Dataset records
== Segment start ==
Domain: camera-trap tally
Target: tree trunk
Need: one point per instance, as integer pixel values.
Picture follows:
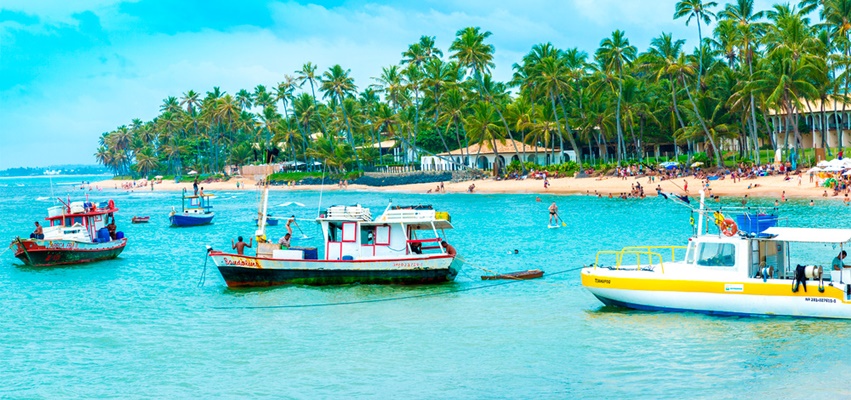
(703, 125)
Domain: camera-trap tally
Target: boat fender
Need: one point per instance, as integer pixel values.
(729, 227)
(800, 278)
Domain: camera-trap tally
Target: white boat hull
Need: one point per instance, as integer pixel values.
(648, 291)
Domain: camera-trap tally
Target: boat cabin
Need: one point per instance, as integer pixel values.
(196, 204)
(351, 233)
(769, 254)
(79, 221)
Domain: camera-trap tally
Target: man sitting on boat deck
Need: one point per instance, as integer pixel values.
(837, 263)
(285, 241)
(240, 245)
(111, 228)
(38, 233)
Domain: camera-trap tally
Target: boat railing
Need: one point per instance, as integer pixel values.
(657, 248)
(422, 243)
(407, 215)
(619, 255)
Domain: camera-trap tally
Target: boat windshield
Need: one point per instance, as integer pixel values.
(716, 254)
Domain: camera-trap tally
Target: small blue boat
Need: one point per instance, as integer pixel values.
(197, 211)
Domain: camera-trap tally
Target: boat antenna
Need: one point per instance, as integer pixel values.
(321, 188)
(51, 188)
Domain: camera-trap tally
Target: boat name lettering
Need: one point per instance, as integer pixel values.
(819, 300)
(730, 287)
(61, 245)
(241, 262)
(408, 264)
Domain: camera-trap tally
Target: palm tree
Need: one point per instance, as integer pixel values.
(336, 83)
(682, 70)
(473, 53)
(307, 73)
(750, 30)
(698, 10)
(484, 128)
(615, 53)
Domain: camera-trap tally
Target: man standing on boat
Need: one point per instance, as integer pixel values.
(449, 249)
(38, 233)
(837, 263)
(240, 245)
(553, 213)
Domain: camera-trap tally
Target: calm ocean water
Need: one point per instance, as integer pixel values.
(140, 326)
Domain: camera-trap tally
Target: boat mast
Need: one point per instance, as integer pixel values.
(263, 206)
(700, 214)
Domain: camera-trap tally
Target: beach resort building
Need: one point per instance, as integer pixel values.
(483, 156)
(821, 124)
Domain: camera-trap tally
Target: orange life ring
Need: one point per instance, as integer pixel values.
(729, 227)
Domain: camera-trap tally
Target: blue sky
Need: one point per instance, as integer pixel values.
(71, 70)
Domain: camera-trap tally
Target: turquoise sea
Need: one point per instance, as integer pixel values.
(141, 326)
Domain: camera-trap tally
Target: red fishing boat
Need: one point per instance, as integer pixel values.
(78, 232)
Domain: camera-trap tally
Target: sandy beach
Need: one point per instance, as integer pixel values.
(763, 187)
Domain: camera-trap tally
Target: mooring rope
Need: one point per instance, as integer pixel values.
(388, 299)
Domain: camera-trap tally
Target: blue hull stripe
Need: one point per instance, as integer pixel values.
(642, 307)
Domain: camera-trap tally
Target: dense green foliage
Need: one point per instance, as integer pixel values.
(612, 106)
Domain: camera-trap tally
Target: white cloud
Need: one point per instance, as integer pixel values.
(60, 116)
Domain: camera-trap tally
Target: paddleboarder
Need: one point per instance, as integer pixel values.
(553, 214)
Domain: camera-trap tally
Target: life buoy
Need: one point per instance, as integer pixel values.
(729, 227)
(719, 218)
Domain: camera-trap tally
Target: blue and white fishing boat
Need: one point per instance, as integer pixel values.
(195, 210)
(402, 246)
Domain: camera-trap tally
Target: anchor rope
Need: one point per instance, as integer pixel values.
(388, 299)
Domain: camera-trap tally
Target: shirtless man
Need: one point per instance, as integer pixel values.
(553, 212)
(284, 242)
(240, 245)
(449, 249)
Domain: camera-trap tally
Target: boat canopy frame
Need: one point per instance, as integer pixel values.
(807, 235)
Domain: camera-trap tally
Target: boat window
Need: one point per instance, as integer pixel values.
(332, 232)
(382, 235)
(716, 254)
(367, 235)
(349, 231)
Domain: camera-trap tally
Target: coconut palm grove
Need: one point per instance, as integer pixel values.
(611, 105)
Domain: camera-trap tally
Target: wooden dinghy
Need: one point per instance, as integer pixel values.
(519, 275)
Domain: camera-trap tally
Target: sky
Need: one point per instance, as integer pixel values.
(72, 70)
== Segment end ==
Work request :: Return every entry unchanged and skip the pictures.

Answer section ::
Domain: camera-trap tally
Target: tree trunk
Need: one point per instance, as integer pixel values.
Picture follows:
(703, 125)
Domain: camera-trap tally
Target: boat fender
Need: one point per instance, as integer pixel values.
(729, 227)
(800, 278)
Domain: camera-trap tally
Target: white boat hull
Need: one point per instance, as integer pixel values.
(648, 291)
Domain: camera-trap tally
Target: boat cabin
Need: one point per instance, as integer pixel values.
(196, 204)
(351, 233)
(769, 254)
(79, 221)
Domain: camera-trap tally
Target: man sitting on boat deck
Need: one point per instance, as integer pixel values.
(837, 263)
(285, 241)
(240, 245)
(111, 228)
(38, 233)
Domain: camera-trap tally
Target: boat railing
Need: one point per instance, as integer pixel values.
(657, 248)
(422, 243)
(407, 215)
(619, 255)
Domain: camera-trap tally
Target: boat windshield
Need: one point per instance, as integer pixel values.
(716, 254)
Domain: camera-trap tally
Target: small blue boat
Need: one point per instance, as integer pixel values.
(197, 211)
Domain: camera-trap tally
Target: boat antenna
Need: one point per instance, as integer pixel values.
(321, 188)
(51, 188)
Domain: camera-trap tally
Target: boat name lettering
Need: one point per instance, as integer pixel values.
(819, 300)
(730, 287)
(61, 245)
(241, 262)
(408, 264)
Domain: camera-trap tally
Target: palm tree
Need: one point per instance, as integer pixel values.
(336, 83)
(682, 70)
(473, 53)
(307, 73)
(750, 30)
(698, 10)
(484, 128)
(615, 53)
Domain: camera-trap tally
Target: man standing on boat
Need: one point per instance, as integer pixel values.
(449, 249)
(38, 233)
(837, 263)
(240, 245)
(553, 213)
Domain: camera-trap tally
Target: calm ocean water
Need: one point per instance, as integer pixel values.
(140, 326)
Domain: camera-trap tally
Target: boat mast
Need: one point per instance, as integer pixel values.
(263, 206)
(700, 214)
Domain: camera-trap tally
Target: beach resort building
Need: one point per instance, as integer pixel values.
(483, 156)
(821, 124)
Domain: camera-trap tally
Target: orange life ring
Need: one point per instance, as integer pixel values.
(729, 227)
Domain: camera-trap tally
Target: blue sky
Need: one point per instance, as integer pixel values.
(71, 70)
Domain: camera-trap tally
Target: turquoise sea
Need: one point per instance, as integer pixel values.
(141, 326)
Domain: camera-trap tally
Target: red fishing boat
Need: one point per instance, as integer pixel values.
(78, 232)
Domain: camera-trap tally
Target: sandy beach
Need: one point per instance, as integer pixel values.
(763, 187)
Domain: camera-trap tally
Target: mooring rope
Need: one point per instance, as integer pixel values.
(388, 299)
Domain: camera-trap tally
Target: blue hull stripe
Need: one point per instance, as integer pixel values.
(642, 307)
Domain: camera-trap tally
Target: dense green foliage
Need: one point per instance, as integer pixel values.
(612, 106)
Domain: camera-trap tally
Target: white cloud
Need: one point per instance, as integer pixel values.
(60, 116)
Domain: camera-trap tally
Target: paddleboarder
Need: one point per instance, as integer pixel values.
(553, 214)
Domain: camera-trap tally
Target: life buoy
Need: one point per instance, as integer pixel values.
(729, 227)
(719, 218)
Domain: camera-trap tally
Target: blue and white fishing boat
Need: one point per instance, as integer pixel values.
(195, 210)
(402, 246)
Domain: camera-trap tally
Target: anchor rope
Need: one point per instance, as integer pixel values.
(388, 299)
Domain: camera-trap tally
Target: shirtless man
Need: one point per instance, as integer pixel values.
(553, 212)
(284, 242)
(240, 245)
(449, 249)
Domain: camera-trap tally
Target: boat canopy frame
Need: one point per instance, as integer pixel values.
(807, 235)
Domain: camera-trap tally
Target: boat window
Need: one point per instance, as integer pixel values.
(332, 232)
(382, 235)
(716, 254)
(367, 235)
(349, 231)
Domain: camera-trap tally
Target: coconut palm grove
Need: one point per instance, as integer pixel values.
(611, 105)
Domain: camera-trap tally
Target: wooden dinghy
Need: one point per instance, as integer pixel values.
(519, 275)
Domain: camera-trap tally
Target: sky
Need: one point per instance, as integer pixel values.
(72, 70)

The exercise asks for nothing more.